_VORLIEGENDER TEXT_.
☆ ☆ ☆ ☆ ☆ ☆ ☆

Produktmanagement 🤝 Psychoanalyse

Ich kann nicht mehr. Das wird mir alles zu viel. Keine Ahnung, wie wir damit umgehen sollen. In fast jedem Gespräch spüre ich momentan eine Form der Unzufriedenheit. Der Erschöpfung. Vom Optimieren, Reagieren und Präsentieren.

In dieser zweiteiligen Serie werde ich darüber schreiben, was mir in den letzten Jahren geholfen hat, Stimmigkeit zu finden und so meine Arbeit als Produktmensch zu verbessern: Psychoanalyse und systemisch-psychologische Beratung. Habe mich so viel mit Menschen und ihren Mustern beschäftigt. Habe verstanden, warum ich mich verhalte, wie ich mich verhalte. Kann ruhiger mit der hohen Geschwindigkeit umgehen und Menschen auf Augenhöhe begegnen. Kann Bedürfnisse zugewandter begreifen. Bin interessierter. Und auch ein ganzes Stückchen zufriedener.

Meine These: Wir müssen uns mehr mit Menschen beschäftigen. Wir sollten verstehen, was in uns passiert. Und wie wir in den Systemen um uns herum agieren. Denn am Ende entwickeln Menschen Produkte für Menschen.

Ein System unter Druck.

Spreche ich mit Menschen, spüre ich eine enorme Überforderung und mentale Belastung. Irgendwie verständlich. Die Komplexität, die Geschwindigkeit und die Unsicherheit in unserer Arbeit und unserem Umfeld wachsen. Kaum haben wir uns an eine Krise gewöhnt, kommt die nächste. Dazu eine Flut an Informationen, ständige Erreichbarkeit, immer neue Tools und Methoden. Das „System Mensch“ scheint überlastet. Emotional unter Druck. Können nicht mehr. Wollen nicht mehr. Organisationen spüren das direkt. Berichten von Unruhen. Dem ständigen Druck, sich zu verändern und abzuliefern.

Was passiert? Eine fast zwanghafte Fokussierung auf schnelle Lösungen und heilsame Frameworks. Auf jede Unsicherheit antworten wir mit einem neuen Prozess, einem neuen Tool, einem neuen „Quick Win“. Wir springen direkt in die Handlung. Optimieren und automatisieren. KI liefert uns jetzt noch schneller Anstöße und scheinbare Lösungen. Und dieses Tempo verschärft eine Oberflächlichkeit.

Spüre immer häufiger Identitäts- und Sinnfragen bei Einzelpersonen. Wer bin ich eigentlich in diesem System? Wie reagiere ich auf die Erwartungen meines Umfelds. Und wie auf die Veränderungen in der Gesellschaft? Eine ständige Sinnsuche. Innere Zerrissenheit und Unsicherheit nehmen zu. Hab das Gefühl, wir verlernen uns selbst und einander zuzuhören. Stimmen zu laut. Lärm zu groß.

☆ ☆ ☆ ☆ ☆ ☆ ☆

_BEREITGESTELLTES MATERIAL_.
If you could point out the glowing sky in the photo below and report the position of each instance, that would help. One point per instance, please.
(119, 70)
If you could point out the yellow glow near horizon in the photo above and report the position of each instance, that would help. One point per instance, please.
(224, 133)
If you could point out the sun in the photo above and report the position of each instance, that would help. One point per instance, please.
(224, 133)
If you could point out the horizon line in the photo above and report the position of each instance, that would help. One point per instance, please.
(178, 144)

☆ ☆ ☆ ☆ ☆ ☆ ☆

_DEINE AUFGABEN_.
a) Schreib den Abschnitt aus dem Text über Produktmanagement und Psychoanalyse, beginnend bei "Ich kann nicht" und endend bei "Reagieren und Präsentieren.", noch einmal ab und ersetze darin "Gespräch" durch "Meeting".
b) Führe den Text über Produktmanagement und Psychoanalyse im Anschluss an seinen letzten Satz weiter.

_ERGEBNISSE DER ÜBUNG_.
a)
Ich kann nicht mehr. Das wird mir alles zu viel. Keine Ahnung, wie wir damit umgehen sollen. In fast jedem Meeting spüre ich momentan eine Form der Unzufriedenheit. Der Erschöpfung. Vom Optimieren, Reagieren und Präsentieren.

b)
Sind Menschen unter Druck, dann sind es auch die Organisationen, in denen sie arbeiten. Dabei müssen diese immer mehr schaffen. Teams sind crossfunktional über Landesgrenzen hinweg aufgestellt. Design, Entwicklung, Produkt: jede dieser Professionen hat ihre eigene Sprache, ihre eigenen Bedürfnisse, ihre eigene Kultur. Wir arbeiten für das System, indem wir uns in internen Machtkämpfen verlieren oder Metriken optimieren, die nur intern relevant sind. Statt die (unbewussten) Bedürfnisse unserer Kund:innen zu adressieren. Wir reagieren übereilt. Der schnelle Wechsel von Krise zu Krise, von Tool zu Tool, gefährdet Gemeinschaft, Sinn und am Ende auch die Qualität unserer Arbeit. Wir rennen und rennen und rennen.

Dieser Sprint zehrt an den Kräften. Diese Menge an Themen überfordert. Jedenfalls ist das meine Erfahrung. Hatte selbst ein intensives Kapitel, das mich nicht schlafen ließ. Bin immer wieder mit Menschen aneinandergeraten. Ich war unzufrieden mit mir und meinen Ergebnissen. Antriebslos. Genervt. Leer.

Hab mich ständig gefragt, wie ich dieses Problem loswerde. Hab Bücher gelesen, Selbsthilfe-Artikel verschlungen, Tagebuch geschrieben und Strukturen in meinem Alltag angepasst. Hab mich im Kreis gedreht und unfassbar viel Energie verbrannt.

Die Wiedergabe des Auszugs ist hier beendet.